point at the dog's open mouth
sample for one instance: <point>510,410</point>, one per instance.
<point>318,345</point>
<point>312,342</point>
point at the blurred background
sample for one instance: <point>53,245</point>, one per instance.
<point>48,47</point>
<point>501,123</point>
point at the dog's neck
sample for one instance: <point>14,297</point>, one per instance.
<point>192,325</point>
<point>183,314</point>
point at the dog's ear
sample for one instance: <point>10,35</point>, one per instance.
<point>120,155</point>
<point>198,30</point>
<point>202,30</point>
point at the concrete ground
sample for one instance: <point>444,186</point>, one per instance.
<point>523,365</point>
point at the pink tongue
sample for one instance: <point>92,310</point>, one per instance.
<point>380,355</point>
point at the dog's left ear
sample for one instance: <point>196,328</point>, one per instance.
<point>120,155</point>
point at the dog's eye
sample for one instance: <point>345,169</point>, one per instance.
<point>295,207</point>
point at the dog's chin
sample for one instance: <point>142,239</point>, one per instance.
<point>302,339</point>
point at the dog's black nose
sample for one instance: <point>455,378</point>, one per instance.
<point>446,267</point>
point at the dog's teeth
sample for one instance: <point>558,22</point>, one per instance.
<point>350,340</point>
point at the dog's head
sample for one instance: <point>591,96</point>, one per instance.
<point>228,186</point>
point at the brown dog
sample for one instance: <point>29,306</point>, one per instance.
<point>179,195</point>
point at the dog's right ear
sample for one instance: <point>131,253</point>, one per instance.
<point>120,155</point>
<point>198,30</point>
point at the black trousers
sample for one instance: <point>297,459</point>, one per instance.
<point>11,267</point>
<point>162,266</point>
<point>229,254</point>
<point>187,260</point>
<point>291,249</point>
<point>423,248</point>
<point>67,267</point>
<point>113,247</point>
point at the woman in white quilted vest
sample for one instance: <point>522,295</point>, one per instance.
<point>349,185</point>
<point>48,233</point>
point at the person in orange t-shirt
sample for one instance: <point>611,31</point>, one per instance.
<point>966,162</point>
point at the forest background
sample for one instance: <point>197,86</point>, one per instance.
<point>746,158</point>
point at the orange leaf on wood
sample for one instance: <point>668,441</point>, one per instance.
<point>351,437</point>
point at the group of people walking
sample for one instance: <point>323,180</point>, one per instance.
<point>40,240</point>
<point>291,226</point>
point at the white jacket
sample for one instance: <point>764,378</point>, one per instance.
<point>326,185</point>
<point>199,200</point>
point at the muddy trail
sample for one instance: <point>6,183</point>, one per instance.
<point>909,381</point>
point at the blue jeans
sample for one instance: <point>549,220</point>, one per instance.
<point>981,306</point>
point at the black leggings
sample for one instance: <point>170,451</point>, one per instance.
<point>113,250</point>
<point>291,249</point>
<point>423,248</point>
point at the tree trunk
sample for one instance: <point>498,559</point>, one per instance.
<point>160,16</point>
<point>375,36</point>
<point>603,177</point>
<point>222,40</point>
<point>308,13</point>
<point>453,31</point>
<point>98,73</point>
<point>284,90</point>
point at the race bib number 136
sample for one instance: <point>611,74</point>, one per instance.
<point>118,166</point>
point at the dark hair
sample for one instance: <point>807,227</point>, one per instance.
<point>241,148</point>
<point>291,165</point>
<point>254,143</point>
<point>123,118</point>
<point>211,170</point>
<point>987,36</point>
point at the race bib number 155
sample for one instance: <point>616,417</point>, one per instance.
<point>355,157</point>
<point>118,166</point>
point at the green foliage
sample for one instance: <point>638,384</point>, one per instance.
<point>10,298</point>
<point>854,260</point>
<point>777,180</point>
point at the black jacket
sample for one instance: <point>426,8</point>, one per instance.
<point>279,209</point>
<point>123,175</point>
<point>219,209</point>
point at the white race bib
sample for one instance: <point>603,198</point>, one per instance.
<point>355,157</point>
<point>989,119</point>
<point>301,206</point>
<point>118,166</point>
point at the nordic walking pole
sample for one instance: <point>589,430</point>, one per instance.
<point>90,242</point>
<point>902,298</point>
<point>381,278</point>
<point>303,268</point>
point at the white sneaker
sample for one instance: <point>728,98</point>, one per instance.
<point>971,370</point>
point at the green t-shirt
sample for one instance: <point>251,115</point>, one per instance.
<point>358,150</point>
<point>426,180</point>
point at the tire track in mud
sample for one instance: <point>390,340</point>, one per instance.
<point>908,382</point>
::::
▶ **WHAT THE TASK REQUIRES**
Please copy the records word for word, from the first line up to and including the line that contains "<point>501,123</point>".

▶ **ANSWER FOR THE TASK**
point at the dog's open mouth
sample for one instance: <point>510,410</point>, one per instance.
<point>318,345</point>
<point>312,342</point>
point at the blurred background
sample for one instance: <point>53,245</point>, one per instance.
<point>48,47</point>
<point>501,123</point>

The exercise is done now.